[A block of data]

---+---

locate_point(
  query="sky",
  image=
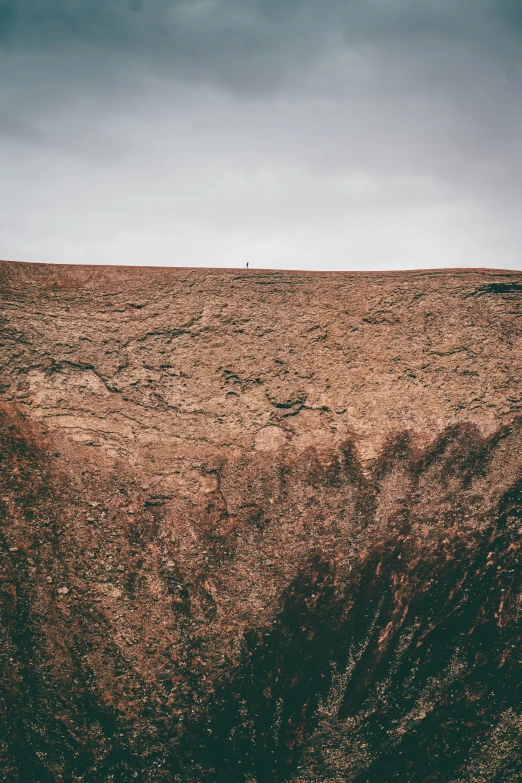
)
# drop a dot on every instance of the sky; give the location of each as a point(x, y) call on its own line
point(299, 134)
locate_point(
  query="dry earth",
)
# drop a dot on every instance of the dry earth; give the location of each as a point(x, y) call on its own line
point(260, 526)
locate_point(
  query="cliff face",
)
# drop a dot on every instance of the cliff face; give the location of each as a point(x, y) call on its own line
point(260, 526)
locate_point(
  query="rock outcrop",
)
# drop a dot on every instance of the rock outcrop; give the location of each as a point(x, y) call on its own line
point(260, 526)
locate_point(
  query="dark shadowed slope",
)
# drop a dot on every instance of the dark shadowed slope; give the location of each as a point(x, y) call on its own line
point(210, 574)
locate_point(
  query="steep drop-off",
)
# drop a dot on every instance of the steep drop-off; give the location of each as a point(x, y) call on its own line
point(260, 526)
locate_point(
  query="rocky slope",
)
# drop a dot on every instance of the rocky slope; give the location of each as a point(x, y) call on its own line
point(260, 526)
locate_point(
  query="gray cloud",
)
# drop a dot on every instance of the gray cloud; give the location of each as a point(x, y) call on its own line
point(324, 133)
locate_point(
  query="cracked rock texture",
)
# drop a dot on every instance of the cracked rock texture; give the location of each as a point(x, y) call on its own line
point(260, 526)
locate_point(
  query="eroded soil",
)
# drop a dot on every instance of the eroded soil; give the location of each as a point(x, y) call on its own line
point(260, 527)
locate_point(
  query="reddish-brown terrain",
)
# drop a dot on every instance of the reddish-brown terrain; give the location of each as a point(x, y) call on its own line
point(260, 526)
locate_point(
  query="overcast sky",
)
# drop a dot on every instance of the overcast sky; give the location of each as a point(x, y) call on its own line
point(323, 134)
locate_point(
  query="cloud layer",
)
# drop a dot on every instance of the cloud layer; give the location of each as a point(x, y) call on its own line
point(306, 133)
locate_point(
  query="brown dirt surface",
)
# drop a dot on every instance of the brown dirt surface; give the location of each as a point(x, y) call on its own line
point(260, 526)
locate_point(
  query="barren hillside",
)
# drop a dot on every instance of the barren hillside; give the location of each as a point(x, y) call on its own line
point(260, 526)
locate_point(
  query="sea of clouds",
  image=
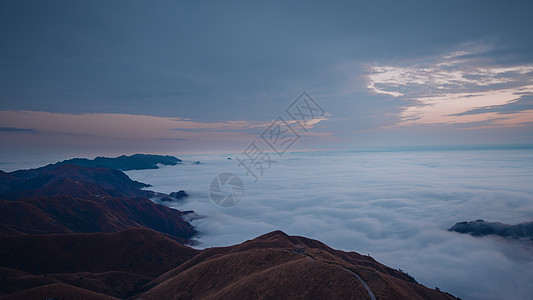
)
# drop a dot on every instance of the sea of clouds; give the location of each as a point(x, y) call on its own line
point(395, 206)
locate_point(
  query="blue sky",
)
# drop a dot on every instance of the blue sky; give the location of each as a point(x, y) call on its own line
point(109, 77)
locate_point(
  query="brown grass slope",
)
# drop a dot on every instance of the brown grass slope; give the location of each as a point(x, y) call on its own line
point(275, 266)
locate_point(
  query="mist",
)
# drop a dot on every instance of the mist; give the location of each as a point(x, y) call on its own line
point(394, 206)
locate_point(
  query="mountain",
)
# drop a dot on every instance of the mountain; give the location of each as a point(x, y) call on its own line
point(125, 163)
point(143, 264)
point(71, 199)
point(69, 231)
point(86, 266)
point(481, 228)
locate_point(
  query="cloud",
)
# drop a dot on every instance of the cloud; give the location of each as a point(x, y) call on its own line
point(12, 129)
point(457, 88)
point(106, 133)
point(396, 206)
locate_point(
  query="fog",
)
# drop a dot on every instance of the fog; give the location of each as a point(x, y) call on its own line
point(395, 206)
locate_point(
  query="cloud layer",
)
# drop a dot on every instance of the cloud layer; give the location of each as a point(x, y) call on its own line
point(396, 206)
point(445, 88)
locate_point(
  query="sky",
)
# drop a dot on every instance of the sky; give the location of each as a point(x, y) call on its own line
point(87, 78)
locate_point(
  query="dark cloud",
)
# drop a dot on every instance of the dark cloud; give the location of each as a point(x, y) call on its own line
point(12, 129)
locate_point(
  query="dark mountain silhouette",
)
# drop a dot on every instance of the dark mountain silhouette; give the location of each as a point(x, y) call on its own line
point(70, 199)
point(72, 232)
point(125, 163)
point(143, 264)
point(482, 228)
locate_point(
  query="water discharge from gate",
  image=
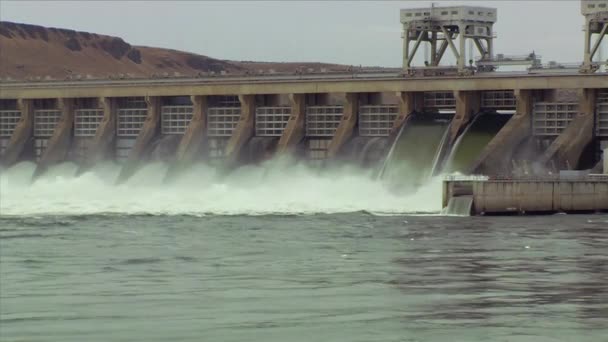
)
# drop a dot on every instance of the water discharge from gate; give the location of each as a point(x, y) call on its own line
point(416, 151)
point(276, 187)
point(473, 140)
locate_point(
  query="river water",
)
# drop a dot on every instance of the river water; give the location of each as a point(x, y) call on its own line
point(286, 254)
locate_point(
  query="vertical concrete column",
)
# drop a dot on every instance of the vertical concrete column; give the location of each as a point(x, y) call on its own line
point(433, 60)
point(406, 49)
point(141, 148)
point(409, 102)
point(463, 51)
point(60, 143)
point(496, 157)
point(105, 136)
point(22, 135)
point(468, 103)
point(296, 126)
point(568, 147)
point(192, 140)
point(605, 170)
point(347, 125)
point(244, 129)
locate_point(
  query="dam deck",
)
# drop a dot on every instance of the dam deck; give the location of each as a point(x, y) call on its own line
point(249, 118)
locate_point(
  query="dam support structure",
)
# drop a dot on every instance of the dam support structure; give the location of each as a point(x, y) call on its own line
point(102, 147)
point(60, 142)
point(193, 140)
point(243, 131)
point(520, 196)
point(347, 125)
point(468, 104)
point(496, 156)
point(408, 103)
point(142, 147)
point(21, 139)
point(567, 148)
point(295, 130)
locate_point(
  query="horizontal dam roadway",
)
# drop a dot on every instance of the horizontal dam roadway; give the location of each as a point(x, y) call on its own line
point(311, 83)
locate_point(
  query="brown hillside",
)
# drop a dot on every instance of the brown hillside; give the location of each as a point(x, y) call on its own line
point(30, 52)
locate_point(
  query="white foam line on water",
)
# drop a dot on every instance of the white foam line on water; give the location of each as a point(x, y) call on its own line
point(277, 187)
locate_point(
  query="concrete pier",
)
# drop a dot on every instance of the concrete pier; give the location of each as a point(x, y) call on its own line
point(22, 135)
point(60, 142)
point(495, 158)
point(243, 131)
point(105, 136)
point(566, 150)
point(347, 125)
point(519, 196)
point(141, 149)
point(295, 130)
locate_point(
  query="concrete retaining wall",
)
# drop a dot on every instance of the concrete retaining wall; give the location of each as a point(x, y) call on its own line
point(519, 196)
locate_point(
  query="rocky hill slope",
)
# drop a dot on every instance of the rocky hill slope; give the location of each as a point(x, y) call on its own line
point(30, 52)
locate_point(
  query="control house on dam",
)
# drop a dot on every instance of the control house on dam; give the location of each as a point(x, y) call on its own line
point(536, 122)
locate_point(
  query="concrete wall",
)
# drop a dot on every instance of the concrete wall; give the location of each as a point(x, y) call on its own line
point(245, 86)
point(532, 196)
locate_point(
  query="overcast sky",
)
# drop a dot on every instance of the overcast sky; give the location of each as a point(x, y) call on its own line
point(360, 32)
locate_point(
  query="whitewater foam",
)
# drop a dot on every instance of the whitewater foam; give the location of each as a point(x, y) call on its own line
point(276, 187)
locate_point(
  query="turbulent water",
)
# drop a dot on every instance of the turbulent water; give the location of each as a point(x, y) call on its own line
point(469, 146)
point(279, 186)
point(284, 253)
point(414, 154)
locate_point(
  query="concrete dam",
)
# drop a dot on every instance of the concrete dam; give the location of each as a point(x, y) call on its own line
point(498, 132)
point(407, 124)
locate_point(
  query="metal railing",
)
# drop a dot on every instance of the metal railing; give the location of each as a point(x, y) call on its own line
point(86, 122)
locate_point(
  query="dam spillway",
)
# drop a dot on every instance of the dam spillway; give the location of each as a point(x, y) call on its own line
point(442, 130)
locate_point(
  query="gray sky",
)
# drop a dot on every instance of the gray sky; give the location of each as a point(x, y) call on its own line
point(360, 32)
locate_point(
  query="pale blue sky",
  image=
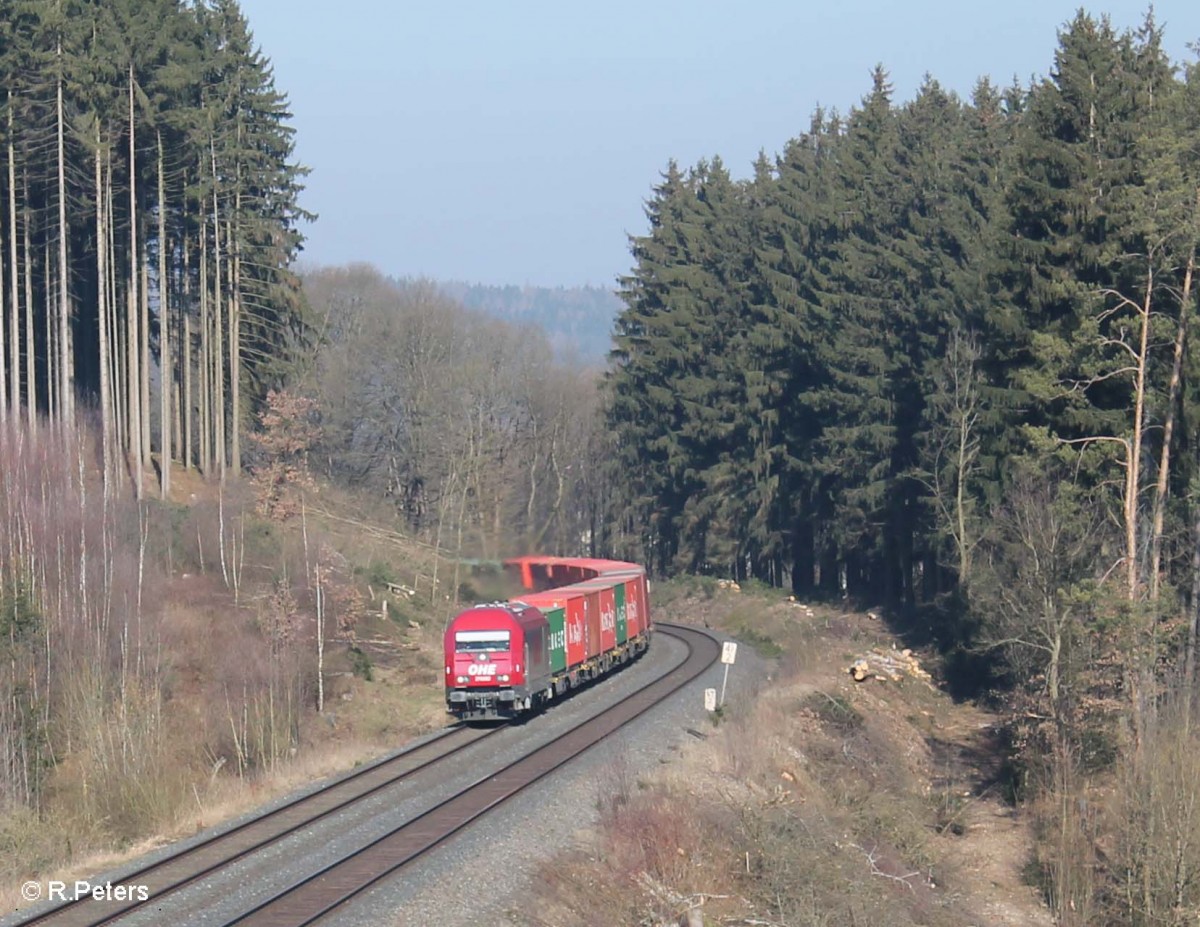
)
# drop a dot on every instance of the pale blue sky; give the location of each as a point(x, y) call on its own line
point(515, 141)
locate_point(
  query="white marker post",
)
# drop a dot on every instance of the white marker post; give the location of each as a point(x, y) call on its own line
point(729, 653)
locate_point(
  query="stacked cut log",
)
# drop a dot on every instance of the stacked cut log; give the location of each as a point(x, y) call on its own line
point(894, 667)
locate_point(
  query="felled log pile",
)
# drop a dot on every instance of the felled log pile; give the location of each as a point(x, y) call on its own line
point(888, 665)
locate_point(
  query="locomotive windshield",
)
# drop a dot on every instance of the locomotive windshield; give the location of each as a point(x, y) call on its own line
point(473, 641)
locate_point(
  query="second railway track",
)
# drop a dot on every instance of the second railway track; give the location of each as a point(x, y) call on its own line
point(316, 896)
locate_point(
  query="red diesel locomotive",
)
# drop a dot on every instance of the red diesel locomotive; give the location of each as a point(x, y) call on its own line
point(580, 620)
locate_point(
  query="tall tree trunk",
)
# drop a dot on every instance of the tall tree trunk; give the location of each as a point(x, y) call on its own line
point(15, 282)
point(204, 369)
point(186, 412)
point(66, 351)
point(144, 352)
point(1134, 459)
point(4, 359)
point(53, 382)
point(106, 408)
point(133, 345)
point(115, 333)
point(1173, 393)
point(235, 357)
point(219, 418)
point(30, 335)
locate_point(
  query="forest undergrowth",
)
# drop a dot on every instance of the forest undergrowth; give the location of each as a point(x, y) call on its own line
point(160, 664)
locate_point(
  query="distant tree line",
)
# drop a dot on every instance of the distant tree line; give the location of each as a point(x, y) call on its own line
point(479, 440)
point(148, 217)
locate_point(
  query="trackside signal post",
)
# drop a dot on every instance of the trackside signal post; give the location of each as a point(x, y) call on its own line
point(729, 653)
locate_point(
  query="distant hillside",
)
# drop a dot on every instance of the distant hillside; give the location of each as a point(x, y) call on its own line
point(576, 320)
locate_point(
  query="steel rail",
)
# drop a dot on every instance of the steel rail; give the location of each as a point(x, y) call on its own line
point(234, 843)
point(318, 895)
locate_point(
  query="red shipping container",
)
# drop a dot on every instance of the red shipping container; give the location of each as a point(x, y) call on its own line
point(635, 606)
point(607, 620)
point(576, 632)
point(592, 621)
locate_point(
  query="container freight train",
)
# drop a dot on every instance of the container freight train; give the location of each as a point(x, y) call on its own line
point(579, 620)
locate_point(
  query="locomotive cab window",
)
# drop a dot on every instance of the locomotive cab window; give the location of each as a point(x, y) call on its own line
point(474, 641)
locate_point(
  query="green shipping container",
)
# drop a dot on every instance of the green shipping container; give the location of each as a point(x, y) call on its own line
point(557, 639)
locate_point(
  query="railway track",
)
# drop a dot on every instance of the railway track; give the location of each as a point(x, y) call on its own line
point(316, 896)
point(195, 862)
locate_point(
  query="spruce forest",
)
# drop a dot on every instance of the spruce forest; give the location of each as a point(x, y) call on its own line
point(149, 220)
point(940, 356)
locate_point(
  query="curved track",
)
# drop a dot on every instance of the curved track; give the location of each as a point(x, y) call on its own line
point(196, 861)
point(325, 890)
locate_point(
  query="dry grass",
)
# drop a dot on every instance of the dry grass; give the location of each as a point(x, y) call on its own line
point(181, 687)
point(816, 803)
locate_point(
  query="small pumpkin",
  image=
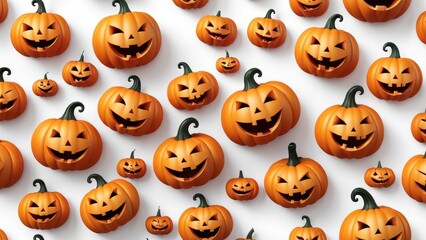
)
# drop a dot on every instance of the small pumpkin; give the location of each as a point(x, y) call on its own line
point(130, 111)
point(110, 205)
point(414, 177)
point(259, 113)
point(394, 78)
point(216, 30)
point(40, 34)
point(327, 52)
point(43, 209)
point(131, 167)
point(13, 99)
point(349, 130)
point(227, 64)
point(127, 39)
point(192, 90)
point(188, 160)
point(67, 143)
point(373, 221)
point(80, 73)
point(213, 222)
point(159, 225)
point(45, 87)
point(267, 32)
point(307, 232)
point(242, 188)
point(11, 164)
point(295, 181)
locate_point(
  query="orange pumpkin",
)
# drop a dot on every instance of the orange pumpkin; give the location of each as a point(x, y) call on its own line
point(327, 52)
point(43, 209)
point(260, 112)
point(40, 34)
point(127, 39)
point(67, 143)
point(13, 99)
point(267, 32)
point(216, 30)
point(349, 130)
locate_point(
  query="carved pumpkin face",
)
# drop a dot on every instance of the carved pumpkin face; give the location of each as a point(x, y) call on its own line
point(110, 205)
point(327, 52)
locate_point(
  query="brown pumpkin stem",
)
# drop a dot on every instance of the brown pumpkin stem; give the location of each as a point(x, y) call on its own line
point(350, 96)
point(183, 131)
point(331, 22)
point(69, 112)
point(369, 202)
point(394, 48)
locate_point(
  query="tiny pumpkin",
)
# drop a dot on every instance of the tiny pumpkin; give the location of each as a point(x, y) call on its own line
point(43, 209)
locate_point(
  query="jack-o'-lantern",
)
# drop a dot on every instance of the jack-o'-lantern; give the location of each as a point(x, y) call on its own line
point(43, 209)
point(376, 10)
point(379, 176)
point(213, 222)
point(414, 177)
point(259, 113)
point(110, 205)
point(127, 39)
point(374, 222)
point(13, 99)
point(216, 30)
point(192, 90)
point(11, 164)
point(131, 167)
point(242, 188)
point(159, 225)
point(309, 8)
point(394, 78)
point(67, 143)
point(295, 181)
point(418, 127)
point(349, 130)
point(130, 111)
point(307, 232)
point(40, 34)
point(188, 160)
point(80, 73)
point(227, 64)
point(327, 52)
point(267, 32)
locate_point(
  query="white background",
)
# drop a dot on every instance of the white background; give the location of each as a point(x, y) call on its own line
point(180, 43)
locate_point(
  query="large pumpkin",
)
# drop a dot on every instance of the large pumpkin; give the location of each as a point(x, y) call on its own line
point(43, 209)
point(213, 222)
point(349, 130)
point(327, 52)
point(260, 112)
point(40, 34)
point(188, 160)
point(130, 111)
point(110, 205)
point(127, 39)
point(67, 143)
point(394, 78)
point(373, 222)
point(295, 181)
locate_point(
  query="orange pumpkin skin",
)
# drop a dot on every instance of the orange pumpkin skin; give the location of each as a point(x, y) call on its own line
point(349, 130)
point(216, 30)
point(327, 52)
point(259, 113)
point(43, 209)
point(67, 143)
point(11, 164)
point(115, 37)
point(40, 34)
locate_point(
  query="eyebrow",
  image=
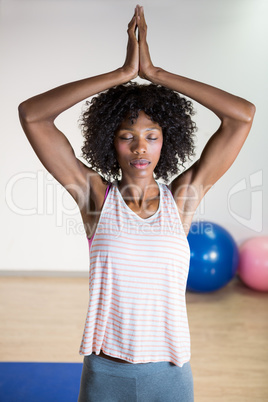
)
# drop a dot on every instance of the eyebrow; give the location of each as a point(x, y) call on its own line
point(128, 128)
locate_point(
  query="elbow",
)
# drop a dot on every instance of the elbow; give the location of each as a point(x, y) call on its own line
point(24, 114)
point(250, 112)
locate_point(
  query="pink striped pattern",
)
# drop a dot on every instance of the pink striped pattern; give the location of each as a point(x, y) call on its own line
point(137, 282)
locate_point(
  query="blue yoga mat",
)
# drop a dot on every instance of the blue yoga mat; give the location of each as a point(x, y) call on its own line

---+---

§ **Given task**: Copy the items word for word, starting at their first line and stopping after the line that contains "point(323, 134)". Leave the picture out of your copy.

§ **Output for this task**:
locate_point(
  query="sky",
  image=
)
# drop a dot on every instance of the sky; give the location of each as a point(x, y) call on its own line
point(299, 134)
locate_point(
  query="dry earth",
)
# drop a dot on every instance of the dry earth; give the location of each as a point(x, y) call on its own line
point(260, 526)
locate_point(
  query="cliff face",
)
# drop a dot on every instance of the cliff face; give the location of each as a point(x, y) call on its own line
point(260, 526)
locate_point(
  query="rock outcrop",
)
# drop a dot on every instance of the rock outcrop; give the location of each as a point(x, y) call on its own line
point(260, 526)
locate_point(
  query="dark shadowed slope",
)
# drop a dot on every instance of the dark shadowed slope; give the location of each as a point(x, y) call on its own line
point(210, 574)
locate_point(
  query="steep drop-off",
)
# drop a dot on every instance of the steep drop-off; give the location of each as a point(x, y) call on its own line
point(260, 526)
locate_point(
  query="rocky slope",
)
# drop a dot on every instance of the rocky slope; give the location of each as a point(x, y) call on its own line
point(260, 526)
locate_point(
  query="gray cloud",
)
# drop a dot on every instance of the gray cloud; give the location of each as a point(x, y) call on its own line
point(324, 133)
locate_point(
  query="cracked rock texture",
)
# drop a dot on every instance of the cracked rock texture; give the location of each as a point(x, y) call on its own line
point(260, 526)
locate_point(
  query="eroded soil",
)
# drop a dot on every instance of the eroded soil; give the location of each as a point(x, y) call on its own line
point(260, 527)
locate_point(
  query="reddish-brown terrain",
)
# drop a dot on every instance of the reddish-brown terrain; give the location of each as a point(x, y) call on its own line
point(260, 526)
locate_point(
  query="overcast sky",
)
# drop a dot on every instance of the overcast sky; give the location of each as a point(x, y) call on its own line
point(323, 134)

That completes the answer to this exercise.